No, fillrate becomes a potential problem. Do you have any evidence to prove Spring is fillrate limited? From the link you gave:

"there is a simple trick to detect if graphics are fillrate-limited. To do this, run the game in windowed mode. Also, if not done already, put an FPS (frames per second) counter somewhere in the application window. Now, render a view typical for the game or one desired to benchmark; keep the FPS rate in mind. Now, gradually resize the window down to a size of a few pixels while observing the frame rate. If the FPS skyrockets, the game is fill rate-limited.

■ Brief
Continue the post about whether Spring is fillrate-limited, picking up right after its last sentence. The lines come from a separate source unrelated to the text.

Object position labeling lines
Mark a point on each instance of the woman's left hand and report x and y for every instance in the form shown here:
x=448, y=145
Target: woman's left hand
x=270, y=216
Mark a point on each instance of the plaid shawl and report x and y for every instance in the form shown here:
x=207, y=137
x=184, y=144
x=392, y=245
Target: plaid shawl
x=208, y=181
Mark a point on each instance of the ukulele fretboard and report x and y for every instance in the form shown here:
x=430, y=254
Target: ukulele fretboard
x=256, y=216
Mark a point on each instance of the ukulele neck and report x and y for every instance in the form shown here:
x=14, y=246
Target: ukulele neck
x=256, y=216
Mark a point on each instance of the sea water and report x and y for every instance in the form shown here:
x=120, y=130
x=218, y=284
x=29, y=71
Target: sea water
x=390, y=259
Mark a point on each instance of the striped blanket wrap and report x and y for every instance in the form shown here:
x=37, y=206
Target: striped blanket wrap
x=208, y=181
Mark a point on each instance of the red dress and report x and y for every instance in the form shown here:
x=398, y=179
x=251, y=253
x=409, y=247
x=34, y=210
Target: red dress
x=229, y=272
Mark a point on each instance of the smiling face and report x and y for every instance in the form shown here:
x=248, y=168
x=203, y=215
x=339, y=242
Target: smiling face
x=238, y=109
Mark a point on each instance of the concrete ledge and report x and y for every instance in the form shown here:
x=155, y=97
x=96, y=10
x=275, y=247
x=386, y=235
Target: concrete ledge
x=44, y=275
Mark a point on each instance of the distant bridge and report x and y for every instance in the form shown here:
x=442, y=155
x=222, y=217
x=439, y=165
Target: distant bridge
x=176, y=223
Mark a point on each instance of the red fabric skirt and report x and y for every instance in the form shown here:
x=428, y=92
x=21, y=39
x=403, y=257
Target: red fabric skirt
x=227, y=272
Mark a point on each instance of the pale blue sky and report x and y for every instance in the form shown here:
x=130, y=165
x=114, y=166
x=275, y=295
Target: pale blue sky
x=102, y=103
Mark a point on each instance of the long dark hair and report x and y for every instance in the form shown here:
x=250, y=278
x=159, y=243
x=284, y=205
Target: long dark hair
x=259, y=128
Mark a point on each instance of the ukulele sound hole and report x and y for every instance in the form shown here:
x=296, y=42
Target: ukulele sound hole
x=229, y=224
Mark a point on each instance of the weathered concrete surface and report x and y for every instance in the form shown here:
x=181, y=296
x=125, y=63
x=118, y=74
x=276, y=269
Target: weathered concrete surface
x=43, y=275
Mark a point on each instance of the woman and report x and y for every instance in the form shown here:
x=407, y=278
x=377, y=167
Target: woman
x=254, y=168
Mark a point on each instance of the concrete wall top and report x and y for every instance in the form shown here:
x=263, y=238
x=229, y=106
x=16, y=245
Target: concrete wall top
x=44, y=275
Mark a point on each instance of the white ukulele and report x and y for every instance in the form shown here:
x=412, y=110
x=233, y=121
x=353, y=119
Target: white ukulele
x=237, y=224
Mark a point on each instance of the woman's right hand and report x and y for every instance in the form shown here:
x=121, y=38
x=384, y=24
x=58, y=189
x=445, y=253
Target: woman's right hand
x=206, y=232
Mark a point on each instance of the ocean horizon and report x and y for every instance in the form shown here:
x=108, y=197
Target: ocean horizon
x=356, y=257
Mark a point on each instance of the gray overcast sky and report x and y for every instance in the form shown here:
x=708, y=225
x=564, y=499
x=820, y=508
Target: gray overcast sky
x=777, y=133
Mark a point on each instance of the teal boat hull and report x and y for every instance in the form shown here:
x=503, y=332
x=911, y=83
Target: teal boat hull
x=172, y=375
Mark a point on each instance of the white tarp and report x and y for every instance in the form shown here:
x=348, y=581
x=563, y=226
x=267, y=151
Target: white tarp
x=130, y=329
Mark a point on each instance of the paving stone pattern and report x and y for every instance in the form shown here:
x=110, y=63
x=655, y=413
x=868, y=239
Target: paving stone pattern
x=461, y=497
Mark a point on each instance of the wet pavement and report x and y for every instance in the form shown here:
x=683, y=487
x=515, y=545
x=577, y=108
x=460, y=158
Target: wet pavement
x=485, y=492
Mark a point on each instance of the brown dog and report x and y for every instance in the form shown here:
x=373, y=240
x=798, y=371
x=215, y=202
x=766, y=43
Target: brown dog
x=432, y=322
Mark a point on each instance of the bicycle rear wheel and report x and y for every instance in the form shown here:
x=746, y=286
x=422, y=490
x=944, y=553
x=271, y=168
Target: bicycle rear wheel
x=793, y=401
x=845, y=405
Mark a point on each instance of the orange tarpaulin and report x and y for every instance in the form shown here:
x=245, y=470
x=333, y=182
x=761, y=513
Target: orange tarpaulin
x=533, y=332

■ Task output
I can't test because I'm at work (and supposed to be working). It would be more useful if you would stop putting forward theories and concentrate on actual verifiable (to us, not just yourself) results. Logically if fillrate was such an issue then nobody would implement S3TC. Ipso-facto, you're probably incorrect again. I'm sick of taking your word for things only to discover the information is inaccurate or disputed or like in this case, probably irrelevant. By all means prove me wrong but I've yet to see any good evidence that DXT5 is worse than R8G8B8A8 in quality, speed or anything for the same amount of VRAM usage.

EDIT: PNG is not lossless in Spring - we were talking about it's nature as a file format. Talking about lossless formats in Spring is meaningless because they are being compressed and resized internally.